━━ MATERIAL FOR THE TASK ━━
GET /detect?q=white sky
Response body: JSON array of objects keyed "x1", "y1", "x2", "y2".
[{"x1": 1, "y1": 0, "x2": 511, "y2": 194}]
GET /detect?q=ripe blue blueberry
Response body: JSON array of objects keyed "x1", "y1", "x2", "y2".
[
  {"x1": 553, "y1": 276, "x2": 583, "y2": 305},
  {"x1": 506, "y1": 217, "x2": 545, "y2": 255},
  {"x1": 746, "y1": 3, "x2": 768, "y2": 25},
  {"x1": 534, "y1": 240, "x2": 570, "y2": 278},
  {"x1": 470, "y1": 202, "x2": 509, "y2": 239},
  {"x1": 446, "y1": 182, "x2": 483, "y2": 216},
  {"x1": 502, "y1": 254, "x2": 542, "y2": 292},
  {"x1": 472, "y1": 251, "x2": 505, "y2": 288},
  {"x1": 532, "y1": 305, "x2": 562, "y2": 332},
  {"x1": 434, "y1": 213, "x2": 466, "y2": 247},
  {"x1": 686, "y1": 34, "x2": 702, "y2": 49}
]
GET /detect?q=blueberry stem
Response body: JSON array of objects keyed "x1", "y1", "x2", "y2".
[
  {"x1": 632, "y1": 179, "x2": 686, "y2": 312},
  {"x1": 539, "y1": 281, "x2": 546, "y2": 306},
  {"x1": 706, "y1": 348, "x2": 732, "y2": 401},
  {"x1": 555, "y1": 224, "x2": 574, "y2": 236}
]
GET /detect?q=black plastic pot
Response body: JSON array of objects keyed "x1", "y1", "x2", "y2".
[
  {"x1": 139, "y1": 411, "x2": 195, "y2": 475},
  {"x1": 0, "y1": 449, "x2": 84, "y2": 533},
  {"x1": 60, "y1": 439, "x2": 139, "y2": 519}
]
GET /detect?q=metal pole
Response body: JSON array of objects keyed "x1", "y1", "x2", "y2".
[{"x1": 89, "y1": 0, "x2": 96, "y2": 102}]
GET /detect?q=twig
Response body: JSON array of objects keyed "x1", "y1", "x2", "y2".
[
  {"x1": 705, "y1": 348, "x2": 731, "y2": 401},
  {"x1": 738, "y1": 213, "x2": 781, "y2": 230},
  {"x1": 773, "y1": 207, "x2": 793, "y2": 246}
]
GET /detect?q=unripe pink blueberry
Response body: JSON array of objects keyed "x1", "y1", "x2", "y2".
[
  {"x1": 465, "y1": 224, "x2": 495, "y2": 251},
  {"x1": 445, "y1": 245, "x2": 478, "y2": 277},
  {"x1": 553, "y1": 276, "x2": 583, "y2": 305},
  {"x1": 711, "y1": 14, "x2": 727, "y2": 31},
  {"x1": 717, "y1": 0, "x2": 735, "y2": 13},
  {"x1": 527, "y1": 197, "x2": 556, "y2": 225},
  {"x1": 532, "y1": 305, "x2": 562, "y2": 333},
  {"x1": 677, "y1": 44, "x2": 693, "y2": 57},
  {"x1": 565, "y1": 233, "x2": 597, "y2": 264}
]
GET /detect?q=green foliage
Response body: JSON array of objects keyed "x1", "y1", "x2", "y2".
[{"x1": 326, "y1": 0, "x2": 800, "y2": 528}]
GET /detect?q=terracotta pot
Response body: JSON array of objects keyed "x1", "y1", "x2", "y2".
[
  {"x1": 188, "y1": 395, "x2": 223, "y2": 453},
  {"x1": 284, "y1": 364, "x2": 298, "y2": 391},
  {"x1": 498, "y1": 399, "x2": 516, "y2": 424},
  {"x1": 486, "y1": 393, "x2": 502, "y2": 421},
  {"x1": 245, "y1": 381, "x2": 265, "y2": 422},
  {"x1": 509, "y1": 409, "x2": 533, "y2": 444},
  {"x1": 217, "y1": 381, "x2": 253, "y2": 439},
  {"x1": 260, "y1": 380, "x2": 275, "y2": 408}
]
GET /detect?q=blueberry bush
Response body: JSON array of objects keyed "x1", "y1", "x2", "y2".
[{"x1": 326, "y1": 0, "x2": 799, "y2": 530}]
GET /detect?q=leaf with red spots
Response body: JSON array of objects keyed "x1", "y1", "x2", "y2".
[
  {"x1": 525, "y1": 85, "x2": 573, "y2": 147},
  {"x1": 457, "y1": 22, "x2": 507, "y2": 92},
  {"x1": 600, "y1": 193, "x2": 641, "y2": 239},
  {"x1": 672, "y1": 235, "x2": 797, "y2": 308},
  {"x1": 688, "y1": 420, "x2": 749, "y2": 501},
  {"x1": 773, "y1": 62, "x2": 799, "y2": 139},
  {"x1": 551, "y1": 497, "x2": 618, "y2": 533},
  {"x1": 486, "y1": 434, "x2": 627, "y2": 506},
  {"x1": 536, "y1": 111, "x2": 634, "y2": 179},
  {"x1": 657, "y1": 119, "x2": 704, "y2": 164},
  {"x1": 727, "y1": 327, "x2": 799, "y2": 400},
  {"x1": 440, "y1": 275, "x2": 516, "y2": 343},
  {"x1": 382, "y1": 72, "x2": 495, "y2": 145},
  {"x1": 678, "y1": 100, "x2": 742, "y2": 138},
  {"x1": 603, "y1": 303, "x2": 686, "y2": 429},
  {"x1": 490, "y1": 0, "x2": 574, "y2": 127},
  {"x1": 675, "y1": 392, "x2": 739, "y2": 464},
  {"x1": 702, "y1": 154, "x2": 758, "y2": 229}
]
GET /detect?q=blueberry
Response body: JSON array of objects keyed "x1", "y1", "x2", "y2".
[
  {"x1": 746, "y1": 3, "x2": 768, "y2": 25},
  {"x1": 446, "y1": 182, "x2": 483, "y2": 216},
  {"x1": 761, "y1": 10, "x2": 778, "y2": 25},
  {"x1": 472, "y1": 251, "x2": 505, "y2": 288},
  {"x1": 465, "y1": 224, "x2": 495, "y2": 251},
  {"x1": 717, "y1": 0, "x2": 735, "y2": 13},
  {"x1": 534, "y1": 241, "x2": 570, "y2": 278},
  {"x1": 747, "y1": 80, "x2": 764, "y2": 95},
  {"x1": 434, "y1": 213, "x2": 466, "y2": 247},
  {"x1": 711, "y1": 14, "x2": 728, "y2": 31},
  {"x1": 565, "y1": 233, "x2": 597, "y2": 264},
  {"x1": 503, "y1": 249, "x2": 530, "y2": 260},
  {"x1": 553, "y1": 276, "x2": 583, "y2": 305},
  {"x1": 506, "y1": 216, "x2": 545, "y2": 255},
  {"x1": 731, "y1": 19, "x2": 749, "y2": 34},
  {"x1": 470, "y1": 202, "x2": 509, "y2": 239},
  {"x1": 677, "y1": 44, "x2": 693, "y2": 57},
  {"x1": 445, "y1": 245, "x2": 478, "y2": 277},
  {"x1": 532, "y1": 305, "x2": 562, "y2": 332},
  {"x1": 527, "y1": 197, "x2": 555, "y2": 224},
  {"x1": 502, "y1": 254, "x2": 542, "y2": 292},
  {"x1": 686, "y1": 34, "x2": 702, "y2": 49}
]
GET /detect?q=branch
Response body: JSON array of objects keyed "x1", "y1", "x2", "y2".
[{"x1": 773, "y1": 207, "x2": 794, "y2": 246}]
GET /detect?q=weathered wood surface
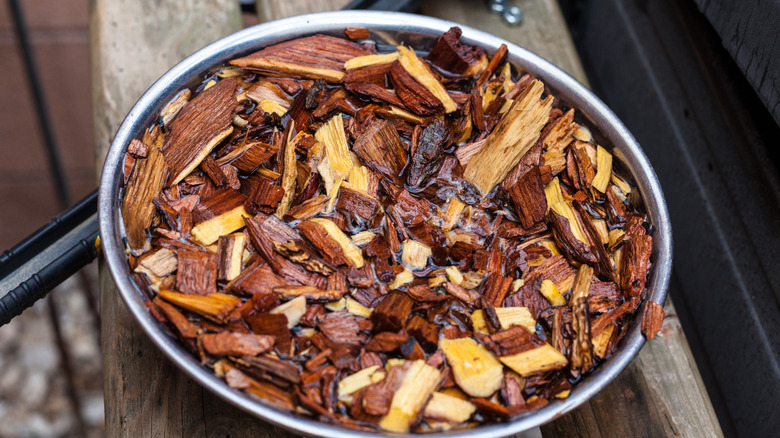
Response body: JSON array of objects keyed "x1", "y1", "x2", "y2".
[{"x1": 93, "y1": 0, "x2": 721, "y2": 436}]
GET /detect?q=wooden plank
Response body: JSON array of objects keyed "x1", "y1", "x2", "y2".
[
  {"x1": 693, "y1": 0, "x2": 780, "y2": 126},
  {"x1": 91, "y1": 1, "x2": 293, "y2": 436}
]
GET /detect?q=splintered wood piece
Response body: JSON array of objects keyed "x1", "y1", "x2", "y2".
[
  {"x1": 444, "y1": 282, "x2": 480, "y2": 306},
  {"x1": 365, "y1": 331, "x2": 409, "y2": 352},
  {"x1": 135, "y1": 247, "x2": 177, "y2": 281},
  {"x1": 221, "y1": 361, "x2": 296, "y2": 410},
  {"x1": 122, "y1": 145, "x2": 167, "y2": 253},
  {"x1": 498, "y1": 342, "x2": 568, "y2": 377},
  {"x1": 476, "y1": 44, "x2": 507, "y2": 87},
  {"x1": 275, "y1": 122, "x2": 299, "y2": 218},
  {"x1": 284, "y1": 194, "x2": 328, "y2": 221},
  {"x1": 157, "y1": 290, "x2": 241, "y2": 324},
  {"x1": 338, "y1": 365, "x2": 383, "y2": 401},
  {"x1": 219, "y1": 141, "x2": 278, "y2": 173},
  {"x1": 176, "y1": 250, "x2": 218, "y2": 295},
  {"x1": 245, "y1": 177, "x2": 284, "y2": 215},
  {"x1": 244, "y1": 312, "x2": 292, "y2": 356},
  {"x1": 471, "y1": 307, "x2": 536, "y2": 334},
  {"x1": 230, "y1": 34, "x2": 373, "y2": 83},
  {"x1": 201, "y1": 332, "x2": 274, "y2": 357},
  {"x1": 352, "y1": 120, "x2": 407, "y2": 184},
  {"x1": 439, "y1": 337, "x2": 503, "y2": 397},
  {"x1": 464, "y1": 80, "x2": 553, "y2": 195},
  {"x1": 641, "y1": 301, "x2": 665, "y2": 340},
  {"x1": 227, "y1": 263, "x2": 290, "y2": 296},
  {"x1": 541, "y1": 109, "x2": 577, "y2": 175},
  {"x1": 315, "y1": 114, "x2": 353, "y2": 191},
  {"x1": 240, "y1": 354, "x2": 301, "y2": 385},
  {"x1": 423, "y1": 391, "x2": 476, "y2": 424},
  {"x1": 549, "y1": 201, "x2": 598, "y2": 265},
  {"x1": 153, "y1": 297, "x2": 196, "y2": 338},
  {"x1": 344, "y1": 27, "x2": 370, "y2": 41},
  {"x1": 509, "y1": 167, "x2": 547, "y2": 228},
  {"x1": 425, "y1": 27, "x2": 487, "y2": 76},
  {"x1": 592, "y1": 145, "x2": 613, "y2": 193},
  {"x1": 318, "y1": 310, "x2": 366, "y2": 345},
  {"x1": 378, "y1": 360, "x2": 442, "y2": 432},
  {"x1": 396, "y1": 46, "x2": 457, "y2": 113},
  {"x1": 273, "y1": 286, "x2": 345, "y2": 302},
  {"x1": 162, "y1": 77, "x2": 239, "y2": 186},
  {"x1": 191, "y1": 189, "x2": 251, "y2": 245},
  {"x1": 406, "y1": 314, "x2": 439, "y2": 351},
  {"x1": 344, "y1": 53, "x2": 398, "y2": 71},
  {"x1": 273, "y1": 240, "x2": 334, "y2": 275},
  {"x1": 621, "y1": 234, "x2": 653, "y2": 298},
  {"x1": 401, "y1": 239, "x2": 432, "y2": 270},
  {"x1": 217, "y1": 233, "x2": 245, "y2": 282},
  {"x1": 570, "y1": 265, "x2": 594, "y2": 373},
  {"x1": 298, "y1": 218, "x2": 364, "y2": 268},
  {"x1": 388, "y1": 60, "x2": 444, "y2": 116},
  {"x1": 269, "y1": 296, "x2": 306, "y2": 328},
  {"x1": 335, "y1": 184, "x2": 380, "y2": 224},
  {"x1": 244, "y1": 214, "x2": 328, "y2": 288}
]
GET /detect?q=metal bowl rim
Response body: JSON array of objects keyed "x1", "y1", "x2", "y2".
━━━
(WHAT YOU HAVE TO DO):
Nothing but the lines from the start of the data above through the line with "GET /detect?q=blueberry stem" should appear in your answer, copied exactly.

(RESULT FOR THIS EXERCISE):
GET /detect?q=white sky
Response body: JSON array of objects keyed "x1", "y1", "x2", "y2".
[{"x1": 1, "y1": 0, "x2": 511, "y2": 194}]
GET /detect?q=ripe blue blueberry
Response body: JSON array of objects keyed "x1", "y1", "x2", "y2".
[
  {"x1": 553, "y1": 276, "x2": 583, "y2": 305},
  {"x1": 506, "y1": 217, "x2": 545, "y2": 255},
  {"x1": 746, "y1": 3, "x2": 768, "y2": 25},
  {"x1": 534, "y1": 240, "x2": 570, "y2": 278},
  {"x1": 470, "y1": 202, "x2": 509, "y2": 239},
  {"x1": 446, "y1": 182, "x2": 483, "y2": 216},
  {"x1": 502, "y1": 254, "x2": 542, "y2": 292},
  {"x1": 472, "y1": 251, "x2": 505, "y2": 288},
  {"x1": 532, "y1": 305, "x2": 562, "y2": 332},
  {"x1": 434, "y1": 213, "x2": 466, "y2": 247},
  {"x1": 686, "y1": 34, "x2": 702, "y2": 49}
]
GET /detect?q=blueberry stem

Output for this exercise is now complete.